[Short exercise]:
Format the records as a two-column CSV with the headers request and points, one row per record. Start at the line containing "Could you please point out the dark shadow" and continue through the end of the records. Put each record's text and its answer in a single quoted field, with line breaks replaced by spaces.

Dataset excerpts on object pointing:
——
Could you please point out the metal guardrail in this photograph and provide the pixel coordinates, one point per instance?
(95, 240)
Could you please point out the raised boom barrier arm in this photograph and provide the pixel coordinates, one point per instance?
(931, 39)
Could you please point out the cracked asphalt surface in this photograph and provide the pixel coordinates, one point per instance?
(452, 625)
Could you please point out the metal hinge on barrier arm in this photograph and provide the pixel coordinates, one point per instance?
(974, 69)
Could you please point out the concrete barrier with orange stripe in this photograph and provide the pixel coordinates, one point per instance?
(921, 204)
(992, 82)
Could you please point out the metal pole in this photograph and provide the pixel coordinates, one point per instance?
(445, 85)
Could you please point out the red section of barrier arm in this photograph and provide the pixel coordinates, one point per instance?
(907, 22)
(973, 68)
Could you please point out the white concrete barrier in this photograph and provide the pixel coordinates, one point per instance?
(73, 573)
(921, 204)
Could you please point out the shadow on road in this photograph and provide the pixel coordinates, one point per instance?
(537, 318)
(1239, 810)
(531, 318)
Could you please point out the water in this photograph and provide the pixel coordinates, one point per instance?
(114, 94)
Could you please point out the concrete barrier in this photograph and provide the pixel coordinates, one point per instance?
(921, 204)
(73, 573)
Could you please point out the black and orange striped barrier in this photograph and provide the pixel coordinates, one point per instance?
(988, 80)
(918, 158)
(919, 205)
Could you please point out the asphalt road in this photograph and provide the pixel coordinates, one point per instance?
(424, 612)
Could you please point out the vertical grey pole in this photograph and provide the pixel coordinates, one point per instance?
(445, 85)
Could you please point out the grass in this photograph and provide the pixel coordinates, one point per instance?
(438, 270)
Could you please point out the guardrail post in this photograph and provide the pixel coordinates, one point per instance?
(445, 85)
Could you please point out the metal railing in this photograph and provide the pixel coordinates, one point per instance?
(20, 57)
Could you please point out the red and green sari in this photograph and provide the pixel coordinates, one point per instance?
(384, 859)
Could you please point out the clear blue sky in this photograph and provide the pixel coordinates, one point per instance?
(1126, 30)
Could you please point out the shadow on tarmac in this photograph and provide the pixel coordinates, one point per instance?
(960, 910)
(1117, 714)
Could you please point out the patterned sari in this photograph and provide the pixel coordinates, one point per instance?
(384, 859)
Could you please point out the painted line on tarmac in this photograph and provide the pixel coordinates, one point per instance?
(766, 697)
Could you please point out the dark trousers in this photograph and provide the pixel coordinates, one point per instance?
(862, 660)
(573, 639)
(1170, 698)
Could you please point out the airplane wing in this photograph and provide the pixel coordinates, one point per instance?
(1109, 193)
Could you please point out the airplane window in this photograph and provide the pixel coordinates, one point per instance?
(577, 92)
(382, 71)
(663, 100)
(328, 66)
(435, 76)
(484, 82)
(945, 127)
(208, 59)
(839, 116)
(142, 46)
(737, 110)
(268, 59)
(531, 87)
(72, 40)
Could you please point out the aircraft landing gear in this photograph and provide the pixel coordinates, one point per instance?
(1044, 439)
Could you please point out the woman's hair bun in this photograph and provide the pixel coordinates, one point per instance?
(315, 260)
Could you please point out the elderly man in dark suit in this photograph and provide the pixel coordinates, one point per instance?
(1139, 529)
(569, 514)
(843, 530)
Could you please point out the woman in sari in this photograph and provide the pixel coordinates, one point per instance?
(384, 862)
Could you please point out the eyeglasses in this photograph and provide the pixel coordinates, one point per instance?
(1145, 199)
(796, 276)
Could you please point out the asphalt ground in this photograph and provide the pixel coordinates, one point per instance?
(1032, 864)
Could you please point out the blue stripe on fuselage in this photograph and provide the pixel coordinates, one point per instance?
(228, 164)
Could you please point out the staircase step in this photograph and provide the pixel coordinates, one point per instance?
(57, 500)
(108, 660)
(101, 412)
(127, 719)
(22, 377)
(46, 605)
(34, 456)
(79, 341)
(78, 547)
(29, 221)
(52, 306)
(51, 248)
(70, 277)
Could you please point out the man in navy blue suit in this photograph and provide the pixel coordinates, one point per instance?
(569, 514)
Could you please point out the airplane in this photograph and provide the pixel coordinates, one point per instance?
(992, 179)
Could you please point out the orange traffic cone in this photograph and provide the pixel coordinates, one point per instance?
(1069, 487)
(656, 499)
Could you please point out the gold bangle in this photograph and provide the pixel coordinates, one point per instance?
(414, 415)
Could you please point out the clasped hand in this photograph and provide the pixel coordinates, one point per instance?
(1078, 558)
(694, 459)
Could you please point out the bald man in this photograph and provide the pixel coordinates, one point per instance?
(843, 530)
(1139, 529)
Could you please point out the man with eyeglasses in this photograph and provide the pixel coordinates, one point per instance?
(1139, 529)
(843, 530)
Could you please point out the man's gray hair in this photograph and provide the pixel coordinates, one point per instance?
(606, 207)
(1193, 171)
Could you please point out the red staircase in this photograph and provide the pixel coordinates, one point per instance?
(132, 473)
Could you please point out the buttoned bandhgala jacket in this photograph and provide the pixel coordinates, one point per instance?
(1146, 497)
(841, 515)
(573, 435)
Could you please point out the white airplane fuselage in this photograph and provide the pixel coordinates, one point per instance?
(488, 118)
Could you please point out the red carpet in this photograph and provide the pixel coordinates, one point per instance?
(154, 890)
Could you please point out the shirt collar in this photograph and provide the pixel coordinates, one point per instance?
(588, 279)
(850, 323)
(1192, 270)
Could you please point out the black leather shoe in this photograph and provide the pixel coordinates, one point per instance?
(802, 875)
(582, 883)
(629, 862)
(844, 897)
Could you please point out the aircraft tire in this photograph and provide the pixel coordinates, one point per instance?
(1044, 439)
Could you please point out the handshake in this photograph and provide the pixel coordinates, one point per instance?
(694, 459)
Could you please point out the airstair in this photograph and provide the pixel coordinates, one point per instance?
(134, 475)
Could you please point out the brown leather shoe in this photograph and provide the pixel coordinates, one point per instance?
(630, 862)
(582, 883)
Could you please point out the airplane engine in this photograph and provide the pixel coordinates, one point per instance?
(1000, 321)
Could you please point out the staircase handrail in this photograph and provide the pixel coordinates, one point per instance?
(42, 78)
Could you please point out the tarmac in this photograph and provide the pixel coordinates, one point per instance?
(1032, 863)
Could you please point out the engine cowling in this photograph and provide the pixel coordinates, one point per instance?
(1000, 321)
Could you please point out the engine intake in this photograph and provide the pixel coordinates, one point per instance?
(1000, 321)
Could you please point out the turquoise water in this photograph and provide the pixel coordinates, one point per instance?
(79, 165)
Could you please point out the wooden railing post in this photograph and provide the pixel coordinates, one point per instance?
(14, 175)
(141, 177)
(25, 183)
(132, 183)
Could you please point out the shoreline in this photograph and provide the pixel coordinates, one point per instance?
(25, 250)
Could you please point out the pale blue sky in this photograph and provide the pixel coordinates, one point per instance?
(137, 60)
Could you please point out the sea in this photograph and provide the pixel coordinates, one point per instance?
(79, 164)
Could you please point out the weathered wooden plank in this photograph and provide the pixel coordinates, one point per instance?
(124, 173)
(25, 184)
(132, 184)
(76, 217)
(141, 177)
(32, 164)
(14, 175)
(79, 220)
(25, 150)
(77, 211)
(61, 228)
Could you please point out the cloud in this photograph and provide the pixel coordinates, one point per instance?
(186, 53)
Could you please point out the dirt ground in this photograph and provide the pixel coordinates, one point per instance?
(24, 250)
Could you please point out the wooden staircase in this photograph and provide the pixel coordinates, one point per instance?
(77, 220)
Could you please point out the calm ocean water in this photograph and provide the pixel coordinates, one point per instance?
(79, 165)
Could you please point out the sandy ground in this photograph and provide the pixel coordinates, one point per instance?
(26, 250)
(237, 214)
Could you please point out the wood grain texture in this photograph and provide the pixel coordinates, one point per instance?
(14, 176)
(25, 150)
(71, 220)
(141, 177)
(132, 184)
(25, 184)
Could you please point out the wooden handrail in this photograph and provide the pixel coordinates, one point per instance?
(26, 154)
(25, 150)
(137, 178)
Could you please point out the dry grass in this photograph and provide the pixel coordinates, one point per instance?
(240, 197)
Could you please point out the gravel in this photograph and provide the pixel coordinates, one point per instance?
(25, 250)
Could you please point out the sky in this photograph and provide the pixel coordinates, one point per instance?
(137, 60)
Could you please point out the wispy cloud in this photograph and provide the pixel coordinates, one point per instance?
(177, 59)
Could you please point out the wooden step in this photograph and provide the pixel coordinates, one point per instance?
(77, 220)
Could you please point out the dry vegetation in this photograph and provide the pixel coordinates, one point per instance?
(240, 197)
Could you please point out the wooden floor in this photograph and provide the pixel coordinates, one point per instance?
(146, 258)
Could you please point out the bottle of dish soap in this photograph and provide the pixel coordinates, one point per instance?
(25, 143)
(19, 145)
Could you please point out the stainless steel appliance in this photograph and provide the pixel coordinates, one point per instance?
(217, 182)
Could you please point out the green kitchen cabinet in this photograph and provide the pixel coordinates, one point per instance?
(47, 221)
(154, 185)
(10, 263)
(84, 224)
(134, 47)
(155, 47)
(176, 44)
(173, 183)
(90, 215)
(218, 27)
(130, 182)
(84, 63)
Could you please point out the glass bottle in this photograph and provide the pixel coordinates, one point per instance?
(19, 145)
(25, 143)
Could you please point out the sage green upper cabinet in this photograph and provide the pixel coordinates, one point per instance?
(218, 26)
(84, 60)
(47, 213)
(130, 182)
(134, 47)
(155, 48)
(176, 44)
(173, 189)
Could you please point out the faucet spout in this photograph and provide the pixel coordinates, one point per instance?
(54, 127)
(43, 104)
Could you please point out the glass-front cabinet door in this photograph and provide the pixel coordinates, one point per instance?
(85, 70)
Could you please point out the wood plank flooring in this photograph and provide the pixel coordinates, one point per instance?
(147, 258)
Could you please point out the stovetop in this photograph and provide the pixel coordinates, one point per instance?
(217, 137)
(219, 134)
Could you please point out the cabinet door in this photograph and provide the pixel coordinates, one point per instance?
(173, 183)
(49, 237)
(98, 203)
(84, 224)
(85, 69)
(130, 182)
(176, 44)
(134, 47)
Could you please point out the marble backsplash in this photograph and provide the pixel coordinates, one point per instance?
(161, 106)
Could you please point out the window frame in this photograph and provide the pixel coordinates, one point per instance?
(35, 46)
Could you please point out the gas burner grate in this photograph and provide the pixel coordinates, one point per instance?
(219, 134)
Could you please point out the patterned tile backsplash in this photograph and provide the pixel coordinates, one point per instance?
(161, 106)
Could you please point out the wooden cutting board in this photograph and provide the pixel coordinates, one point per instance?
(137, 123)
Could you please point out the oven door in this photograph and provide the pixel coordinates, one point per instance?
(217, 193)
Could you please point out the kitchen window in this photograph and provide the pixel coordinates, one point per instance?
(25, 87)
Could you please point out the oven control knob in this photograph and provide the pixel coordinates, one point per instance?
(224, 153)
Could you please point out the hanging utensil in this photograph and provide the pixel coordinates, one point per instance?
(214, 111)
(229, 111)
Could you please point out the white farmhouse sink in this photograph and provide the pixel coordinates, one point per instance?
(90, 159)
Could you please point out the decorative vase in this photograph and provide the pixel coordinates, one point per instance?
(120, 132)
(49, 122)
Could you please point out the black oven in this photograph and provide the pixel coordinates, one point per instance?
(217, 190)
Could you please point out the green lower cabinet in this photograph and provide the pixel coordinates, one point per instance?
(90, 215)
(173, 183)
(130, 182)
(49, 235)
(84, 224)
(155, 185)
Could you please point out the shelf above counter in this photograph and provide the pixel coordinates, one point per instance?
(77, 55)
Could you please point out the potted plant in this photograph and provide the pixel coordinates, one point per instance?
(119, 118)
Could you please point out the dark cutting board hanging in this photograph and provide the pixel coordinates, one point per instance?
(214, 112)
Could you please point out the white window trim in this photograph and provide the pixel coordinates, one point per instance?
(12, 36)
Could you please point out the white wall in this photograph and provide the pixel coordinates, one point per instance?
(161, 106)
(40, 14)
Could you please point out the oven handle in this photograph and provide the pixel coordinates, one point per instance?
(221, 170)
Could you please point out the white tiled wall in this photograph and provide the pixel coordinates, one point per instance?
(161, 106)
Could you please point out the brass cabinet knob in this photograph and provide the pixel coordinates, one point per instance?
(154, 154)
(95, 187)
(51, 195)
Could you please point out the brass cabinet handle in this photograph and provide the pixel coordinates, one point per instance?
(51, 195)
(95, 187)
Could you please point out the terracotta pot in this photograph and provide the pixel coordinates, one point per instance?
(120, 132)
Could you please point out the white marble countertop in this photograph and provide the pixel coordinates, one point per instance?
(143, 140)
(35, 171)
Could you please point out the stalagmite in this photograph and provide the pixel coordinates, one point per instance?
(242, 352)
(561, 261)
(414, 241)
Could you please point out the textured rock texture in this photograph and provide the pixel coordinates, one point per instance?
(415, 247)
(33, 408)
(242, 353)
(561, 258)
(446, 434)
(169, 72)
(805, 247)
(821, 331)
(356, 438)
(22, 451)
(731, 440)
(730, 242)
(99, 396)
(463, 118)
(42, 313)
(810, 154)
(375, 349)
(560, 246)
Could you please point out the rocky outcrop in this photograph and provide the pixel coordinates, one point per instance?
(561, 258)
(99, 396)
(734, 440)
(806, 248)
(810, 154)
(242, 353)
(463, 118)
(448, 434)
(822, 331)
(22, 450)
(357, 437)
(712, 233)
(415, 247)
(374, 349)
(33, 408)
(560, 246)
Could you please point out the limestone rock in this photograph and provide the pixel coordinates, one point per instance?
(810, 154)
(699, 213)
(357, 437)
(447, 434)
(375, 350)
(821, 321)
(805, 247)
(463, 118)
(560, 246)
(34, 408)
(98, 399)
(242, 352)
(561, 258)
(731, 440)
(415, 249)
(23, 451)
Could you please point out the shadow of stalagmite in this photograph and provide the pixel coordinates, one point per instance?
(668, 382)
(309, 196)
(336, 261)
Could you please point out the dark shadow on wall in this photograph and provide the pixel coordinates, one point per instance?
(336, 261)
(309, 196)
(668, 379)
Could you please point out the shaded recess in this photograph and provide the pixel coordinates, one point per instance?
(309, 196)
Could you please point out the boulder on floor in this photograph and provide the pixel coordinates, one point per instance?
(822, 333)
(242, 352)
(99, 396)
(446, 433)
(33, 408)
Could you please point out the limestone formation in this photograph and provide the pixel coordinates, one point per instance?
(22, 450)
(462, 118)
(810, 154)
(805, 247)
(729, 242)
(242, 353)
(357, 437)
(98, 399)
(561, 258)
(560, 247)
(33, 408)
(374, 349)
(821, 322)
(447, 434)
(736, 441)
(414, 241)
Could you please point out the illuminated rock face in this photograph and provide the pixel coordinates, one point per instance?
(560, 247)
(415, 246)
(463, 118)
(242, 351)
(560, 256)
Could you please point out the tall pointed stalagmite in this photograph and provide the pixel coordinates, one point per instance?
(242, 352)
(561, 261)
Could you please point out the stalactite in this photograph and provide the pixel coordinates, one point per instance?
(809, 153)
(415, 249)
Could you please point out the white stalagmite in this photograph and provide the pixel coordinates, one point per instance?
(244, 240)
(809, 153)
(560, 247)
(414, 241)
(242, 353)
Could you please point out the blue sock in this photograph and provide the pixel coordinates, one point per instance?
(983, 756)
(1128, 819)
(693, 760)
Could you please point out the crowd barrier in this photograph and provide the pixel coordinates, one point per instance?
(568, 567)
——
[Finished task]:
request,points
"Could you please point out the dark shadow on wall in this photograph and provide the pixel coordinates, one point per instance?","(336, 261) (309, 196) (668, 379)"
"Could you please point out the shaded recess in this photograph and provide the pixel coordinates, one point per instance?","(309, 196)"
"Could you please point out the boulder on floor in this photograph and provide the pixel coordinates, one point per instance?","(822, 333) (242, 352) (99, 396) (446, 433) (33, 408)"
"Could you please point out the limestone formation in this photograph and provide the pixel coordinates, one point per instance?","(22, 450) (462, 118) (810, 154) (805, 247) (729, 242) (242, 353) (357, 437) (98, 399) (561, 258) (560, 247) (33, 408) (374, 349) (821, 322) (447, 434) (736, 441) (414, 241)"
"Could you please point out the illuminated rock face in this photograph and provide the pixel coordinates, one point per instance?","(560, 247) (415, 246) (463, 118) (242, 351) (560, 256)"
"Could you please point out the tall pointed stalagmite in this photograph and provide the pixel coordinates, one point per instance?","(242, 352) (561, 261)"
"Could you please point out the stalactite in this photograph and provide the pixel coordinates, one point per instance?","(809, 153) (415, 249)"
"Could you please point out the white stalagmite in this photograph and provide the pixel coordinates, one point per instance?","(244, 240) (809, 153) (560, 247) (414, 241) (242, 353)"
"Could you please point out the blue sock in this photograph and provide the pixel coordinates, one point per instance?","(983, 756) (1128, 819) (693, 760)"
"Could you please point out the crowd barrier in this photograph and provide the pixel coordinates, one point per instance?","(568, 567)"